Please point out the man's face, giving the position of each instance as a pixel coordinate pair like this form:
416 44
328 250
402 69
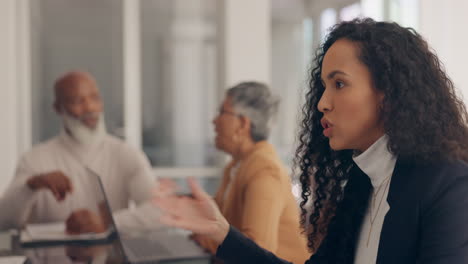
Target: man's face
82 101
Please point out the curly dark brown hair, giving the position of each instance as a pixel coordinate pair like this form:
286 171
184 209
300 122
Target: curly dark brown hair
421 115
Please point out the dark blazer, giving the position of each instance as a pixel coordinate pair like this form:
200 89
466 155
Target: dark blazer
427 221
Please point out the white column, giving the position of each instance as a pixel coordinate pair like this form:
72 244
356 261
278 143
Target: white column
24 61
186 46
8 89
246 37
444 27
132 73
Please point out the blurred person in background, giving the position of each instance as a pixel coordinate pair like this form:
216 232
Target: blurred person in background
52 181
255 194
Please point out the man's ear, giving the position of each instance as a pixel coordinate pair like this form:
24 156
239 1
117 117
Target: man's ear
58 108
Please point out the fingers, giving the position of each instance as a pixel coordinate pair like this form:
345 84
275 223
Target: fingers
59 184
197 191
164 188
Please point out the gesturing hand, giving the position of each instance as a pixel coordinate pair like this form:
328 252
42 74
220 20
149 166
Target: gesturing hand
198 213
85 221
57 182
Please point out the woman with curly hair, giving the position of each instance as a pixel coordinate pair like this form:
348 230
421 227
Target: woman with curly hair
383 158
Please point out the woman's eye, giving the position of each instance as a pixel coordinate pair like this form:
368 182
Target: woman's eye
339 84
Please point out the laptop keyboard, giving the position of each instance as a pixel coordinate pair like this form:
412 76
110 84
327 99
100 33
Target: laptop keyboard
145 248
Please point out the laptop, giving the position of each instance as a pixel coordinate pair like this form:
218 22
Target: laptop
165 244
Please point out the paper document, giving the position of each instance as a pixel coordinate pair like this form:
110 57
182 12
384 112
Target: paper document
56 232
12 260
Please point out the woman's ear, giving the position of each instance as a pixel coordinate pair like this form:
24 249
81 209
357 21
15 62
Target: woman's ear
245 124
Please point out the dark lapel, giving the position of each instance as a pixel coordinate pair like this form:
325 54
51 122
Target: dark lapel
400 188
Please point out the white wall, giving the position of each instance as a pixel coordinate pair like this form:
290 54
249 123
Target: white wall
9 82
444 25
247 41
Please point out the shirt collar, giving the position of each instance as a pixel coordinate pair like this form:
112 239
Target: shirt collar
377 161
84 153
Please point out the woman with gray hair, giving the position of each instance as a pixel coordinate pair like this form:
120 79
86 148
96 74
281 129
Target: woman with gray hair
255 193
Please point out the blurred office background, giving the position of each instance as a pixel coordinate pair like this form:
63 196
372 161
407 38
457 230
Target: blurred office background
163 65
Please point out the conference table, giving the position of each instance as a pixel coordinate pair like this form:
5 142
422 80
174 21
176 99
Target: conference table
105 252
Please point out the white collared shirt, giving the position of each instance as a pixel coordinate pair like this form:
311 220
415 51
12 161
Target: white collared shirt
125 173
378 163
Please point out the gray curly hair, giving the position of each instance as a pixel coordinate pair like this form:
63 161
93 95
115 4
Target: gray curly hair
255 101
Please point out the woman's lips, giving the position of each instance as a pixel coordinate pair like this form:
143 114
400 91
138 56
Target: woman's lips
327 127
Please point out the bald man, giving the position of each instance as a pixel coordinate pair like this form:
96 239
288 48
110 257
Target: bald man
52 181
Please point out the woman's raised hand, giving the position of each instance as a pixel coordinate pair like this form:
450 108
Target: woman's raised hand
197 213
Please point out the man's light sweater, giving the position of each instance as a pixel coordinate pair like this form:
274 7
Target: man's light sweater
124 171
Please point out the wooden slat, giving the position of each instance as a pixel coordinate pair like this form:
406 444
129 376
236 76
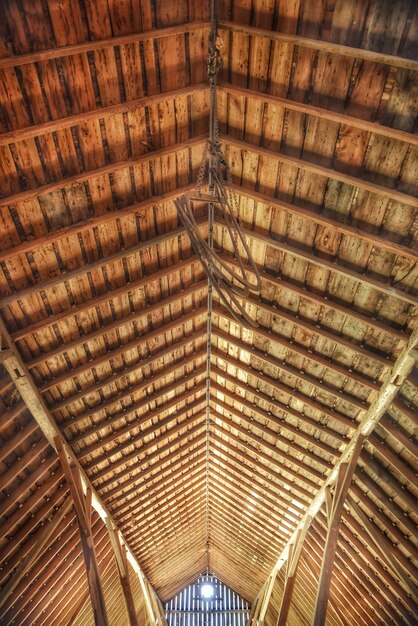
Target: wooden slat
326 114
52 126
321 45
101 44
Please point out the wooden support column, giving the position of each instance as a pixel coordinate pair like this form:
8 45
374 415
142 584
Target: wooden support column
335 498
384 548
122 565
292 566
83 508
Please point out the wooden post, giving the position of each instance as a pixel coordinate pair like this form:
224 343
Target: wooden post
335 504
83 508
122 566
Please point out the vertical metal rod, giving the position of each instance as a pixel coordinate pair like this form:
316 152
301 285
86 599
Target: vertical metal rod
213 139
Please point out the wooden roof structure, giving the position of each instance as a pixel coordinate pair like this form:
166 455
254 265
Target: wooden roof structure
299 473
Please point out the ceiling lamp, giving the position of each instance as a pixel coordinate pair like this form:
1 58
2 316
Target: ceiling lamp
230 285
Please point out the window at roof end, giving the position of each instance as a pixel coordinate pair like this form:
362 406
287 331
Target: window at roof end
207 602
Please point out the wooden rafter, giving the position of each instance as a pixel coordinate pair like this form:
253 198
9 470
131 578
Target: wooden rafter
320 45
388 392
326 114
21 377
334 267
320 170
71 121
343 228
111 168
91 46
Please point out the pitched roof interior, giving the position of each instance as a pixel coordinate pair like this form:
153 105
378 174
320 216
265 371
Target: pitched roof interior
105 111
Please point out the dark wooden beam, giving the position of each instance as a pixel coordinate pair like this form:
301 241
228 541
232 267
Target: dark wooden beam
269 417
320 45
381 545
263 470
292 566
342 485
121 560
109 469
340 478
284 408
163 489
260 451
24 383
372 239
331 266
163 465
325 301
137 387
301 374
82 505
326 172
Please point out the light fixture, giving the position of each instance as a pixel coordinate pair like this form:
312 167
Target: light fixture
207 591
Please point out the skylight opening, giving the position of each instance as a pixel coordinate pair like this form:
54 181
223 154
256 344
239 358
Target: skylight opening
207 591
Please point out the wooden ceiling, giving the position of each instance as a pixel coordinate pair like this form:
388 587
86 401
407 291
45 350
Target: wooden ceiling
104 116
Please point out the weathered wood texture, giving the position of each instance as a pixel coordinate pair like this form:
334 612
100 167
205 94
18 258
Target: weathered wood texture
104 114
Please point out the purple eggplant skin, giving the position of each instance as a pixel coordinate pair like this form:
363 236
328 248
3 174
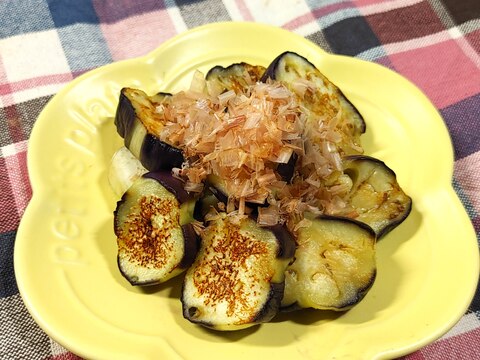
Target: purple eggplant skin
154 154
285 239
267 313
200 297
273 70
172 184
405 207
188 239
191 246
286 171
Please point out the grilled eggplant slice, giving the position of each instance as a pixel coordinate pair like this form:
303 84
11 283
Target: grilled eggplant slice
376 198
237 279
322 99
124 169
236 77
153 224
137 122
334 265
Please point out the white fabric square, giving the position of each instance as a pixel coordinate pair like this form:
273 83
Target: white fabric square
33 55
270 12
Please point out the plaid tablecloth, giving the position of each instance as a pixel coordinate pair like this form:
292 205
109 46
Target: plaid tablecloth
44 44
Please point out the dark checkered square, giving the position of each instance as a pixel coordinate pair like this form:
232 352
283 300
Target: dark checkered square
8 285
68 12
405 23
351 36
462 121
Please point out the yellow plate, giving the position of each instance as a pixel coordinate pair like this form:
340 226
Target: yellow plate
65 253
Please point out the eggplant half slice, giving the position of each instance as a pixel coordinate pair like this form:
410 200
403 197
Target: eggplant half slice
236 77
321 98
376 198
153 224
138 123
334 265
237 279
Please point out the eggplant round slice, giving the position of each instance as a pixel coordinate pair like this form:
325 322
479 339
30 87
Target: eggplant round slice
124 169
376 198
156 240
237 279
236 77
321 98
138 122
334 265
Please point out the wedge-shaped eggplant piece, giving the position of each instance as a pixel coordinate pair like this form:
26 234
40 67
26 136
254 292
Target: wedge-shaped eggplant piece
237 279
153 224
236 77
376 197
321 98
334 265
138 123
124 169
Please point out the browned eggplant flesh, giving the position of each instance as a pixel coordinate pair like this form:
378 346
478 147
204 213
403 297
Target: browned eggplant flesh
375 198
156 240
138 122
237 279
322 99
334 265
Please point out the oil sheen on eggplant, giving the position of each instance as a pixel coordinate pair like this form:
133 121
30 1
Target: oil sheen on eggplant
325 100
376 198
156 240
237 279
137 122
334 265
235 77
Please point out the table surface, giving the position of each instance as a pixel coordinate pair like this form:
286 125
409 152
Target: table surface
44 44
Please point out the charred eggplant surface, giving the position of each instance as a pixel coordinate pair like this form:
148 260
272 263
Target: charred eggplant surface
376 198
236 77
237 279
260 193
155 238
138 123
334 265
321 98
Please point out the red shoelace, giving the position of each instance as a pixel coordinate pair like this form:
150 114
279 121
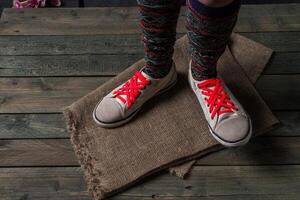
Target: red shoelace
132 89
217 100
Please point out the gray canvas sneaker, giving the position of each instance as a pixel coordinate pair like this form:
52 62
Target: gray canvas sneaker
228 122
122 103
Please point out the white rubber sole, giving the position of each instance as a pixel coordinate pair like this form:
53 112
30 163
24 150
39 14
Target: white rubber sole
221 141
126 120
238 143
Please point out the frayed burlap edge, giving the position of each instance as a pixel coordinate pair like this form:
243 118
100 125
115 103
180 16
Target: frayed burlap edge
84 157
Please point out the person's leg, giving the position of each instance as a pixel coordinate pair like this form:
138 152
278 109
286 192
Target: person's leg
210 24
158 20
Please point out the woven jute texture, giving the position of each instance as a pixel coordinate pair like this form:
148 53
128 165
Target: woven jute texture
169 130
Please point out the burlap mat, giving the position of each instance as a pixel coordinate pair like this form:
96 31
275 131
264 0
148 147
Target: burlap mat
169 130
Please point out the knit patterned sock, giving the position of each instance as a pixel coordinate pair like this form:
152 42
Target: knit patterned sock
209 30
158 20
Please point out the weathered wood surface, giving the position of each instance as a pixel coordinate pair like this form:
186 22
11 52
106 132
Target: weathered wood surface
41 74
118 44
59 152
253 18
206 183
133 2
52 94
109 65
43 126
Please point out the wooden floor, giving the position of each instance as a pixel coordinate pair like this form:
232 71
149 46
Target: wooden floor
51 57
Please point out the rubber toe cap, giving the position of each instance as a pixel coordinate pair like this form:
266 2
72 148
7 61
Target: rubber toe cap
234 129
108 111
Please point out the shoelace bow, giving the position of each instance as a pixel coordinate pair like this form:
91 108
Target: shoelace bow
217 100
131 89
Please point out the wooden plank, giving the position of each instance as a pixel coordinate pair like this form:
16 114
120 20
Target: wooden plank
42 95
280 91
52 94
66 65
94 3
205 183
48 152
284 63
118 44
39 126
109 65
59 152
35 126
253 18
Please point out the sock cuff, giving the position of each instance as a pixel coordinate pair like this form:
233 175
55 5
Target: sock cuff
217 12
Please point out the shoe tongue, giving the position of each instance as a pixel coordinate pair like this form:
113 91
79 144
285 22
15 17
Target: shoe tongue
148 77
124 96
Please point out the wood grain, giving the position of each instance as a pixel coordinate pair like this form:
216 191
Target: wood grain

◇ ◇ ◇

Exercise goal » Write the lines out verbatim, from the one with "Please point out the wooden floor, giving" through the last line of the entries, and stop there.

Solution to the problem »
Please point out the wooden floor, giving the position of each instance as a pixel coordinate pair like this form:
232 71
149 46
Target: wooden floor
51 57
Please point out the rubber toe cap, giving the position of each instance as a pixel coordinate pair like this form:
266 2
72 148
7 61
Target: rubber toe cap
234 129
108 111
Please point out the shoelace bow, giving the position of each instance as a pixel coordinate pair like this form:
91 108
Target: shoelace bow
217 100
131 89
Please point out the wooden plank, giving the position of each instance as a pixel coordinate pair like this form:
16 114
120 20
Target: wooden plank
42 95
280 91
52 94
66 65
94 3
205 183
48 152
284 63
118 44
39 126
109 65
59 152
35 126
253 18
Please point out the sock cuff, giving the position of each instance as a pixel coordinate pair like this form:
233 175
55 5
Target: sock cuff
217 12
Please point out the shoe tongue, giving the position of each instance as a pixel coordinate pair like this form:
113 91
79 144
285 22
15 17
Target: shoe tongue
148 77
124 96
Please point out the wood grain, giving the position of each instance as a pixel coordinate pair like this form:
216 191
Target: wood grain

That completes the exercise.